### Testo estratto:

Ci sono effettivamente ragazzini o addirittura bambini tra tutti questi “minori non accompagnati”? Si, ce ne sono, ma spesso sono proprio quelli in grado di dare il nome di un parente di riferimento in Europa che se ne faccia carico. Di seguito chiedono il ricongiungimento familiare e così anche i loro genitori possono venire in occidente. Non di rado vengono fatti partire proprio per questo.
E cosa dire delle donne incinta così disperate da prendere il mare o delle madri che salgono sui barchini con figli neonati o piccolissimi? È davvero la disperazione a spingerle in questa avventura non di rado mortale?
Nella maggioranza dei casi non sono partire incinta e meno che meno con figli piccolissimi al seguito. Molte di loro sono state violentate durante il viaggio o nei lager del Nord-Africa e forse sono le uniche che davvero meritano di essere accolte senza tante storie. Ma anche in questo caso raramente (quasi mai) vengono da zone di guerra.
I pericoli connessi
Il Covid prima e la guerra in Ucraina poi ci hanno fatto dimenticare altri pericoli non meno mortali. Tra questi vi è l’estremismo islamico che proprio nell’Africa sub-sahariana trova terreno fertile. Con un afflusso di migranti maschi, giovani e in maggioranza musulmani, di questa portata non è purtroppo possibile controllare la loro effettiva provenienza né chi ha pagato il loro viaggio. Secondo una ricerca condotta da Rights Reporter qualche anno fa, l’integralismo islamico sunnita è ben introdotto nelle società dell’Africa occidentale e finanzia il viaggio (sicuro) di loro singoli adepti con compiti specifici (più organizzativi che terroristici veri e propri) mentre nelle moschee invita i giovani a emigrare e a portare i valori dell’Islam in occidente. La Fratellanza Musulmana paga molto spesso il viaggio di giovani africani con fondi provenienti da Qatar e Turchia.
Ma l’immigrazione irregolare non fornisce solamente “carne fresca” allo Jihadismo, anche il mondo criminale, da quello organizzato a quello di strada, ne trae giovamento. Buona parte degli immigrati clandestini non riuscirà infatti a mettersi in regola quindi per sopravvivere o lavorerà in nero oppure finirà per delinquere.

### Informazioni sulla fonte:

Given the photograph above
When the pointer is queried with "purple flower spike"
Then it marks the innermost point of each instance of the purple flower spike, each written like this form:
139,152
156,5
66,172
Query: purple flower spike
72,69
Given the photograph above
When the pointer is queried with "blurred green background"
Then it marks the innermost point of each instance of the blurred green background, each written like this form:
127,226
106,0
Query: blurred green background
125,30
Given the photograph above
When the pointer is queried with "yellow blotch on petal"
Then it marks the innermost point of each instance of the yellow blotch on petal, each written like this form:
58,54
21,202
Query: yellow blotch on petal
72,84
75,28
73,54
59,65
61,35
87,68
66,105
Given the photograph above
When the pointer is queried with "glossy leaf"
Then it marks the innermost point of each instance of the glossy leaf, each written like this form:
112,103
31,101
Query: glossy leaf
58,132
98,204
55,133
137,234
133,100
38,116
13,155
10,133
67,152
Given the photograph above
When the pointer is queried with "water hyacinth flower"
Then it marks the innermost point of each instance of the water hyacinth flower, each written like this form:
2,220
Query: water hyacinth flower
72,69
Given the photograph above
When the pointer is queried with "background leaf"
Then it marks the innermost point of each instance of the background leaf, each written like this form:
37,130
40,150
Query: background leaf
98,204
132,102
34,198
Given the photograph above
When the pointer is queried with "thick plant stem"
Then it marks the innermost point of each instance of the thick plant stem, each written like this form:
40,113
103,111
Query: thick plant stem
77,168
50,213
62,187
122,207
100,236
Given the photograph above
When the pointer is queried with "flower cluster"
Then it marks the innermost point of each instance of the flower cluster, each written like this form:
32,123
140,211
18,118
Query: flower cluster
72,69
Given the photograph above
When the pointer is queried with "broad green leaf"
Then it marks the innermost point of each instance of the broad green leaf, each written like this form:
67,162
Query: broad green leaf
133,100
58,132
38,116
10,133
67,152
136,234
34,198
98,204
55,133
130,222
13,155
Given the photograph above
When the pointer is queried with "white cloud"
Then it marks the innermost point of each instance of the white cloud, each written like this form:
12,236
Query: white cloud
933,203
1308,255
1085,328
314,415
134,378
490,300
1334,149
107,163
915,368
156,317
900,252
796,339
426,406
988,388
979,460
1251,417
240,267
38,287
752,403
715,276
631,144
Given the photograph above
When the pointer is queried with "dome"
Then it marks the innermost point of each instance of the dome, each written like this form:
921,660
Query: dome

### Compito:
Riscrivi il tratto del testo sull'immigrazione che va da "Ma l’immigrazione irregolare" fino a "finirà per delinquere." e cambia "clandestini" in "irregolari".

### Risposta:
Ma l’immigrazione irregolare non fornisce solamente “carne fresca” allo Jihadismo, anche il mondo criminale, da quello organizzato a quello di strada, ne trae giovamento. Buona parte degli immigrati irregolari non riuscirà infatti a mettersi in regola quindi per sopravvivere o lavorerà in nero oppure finirà per delinquere.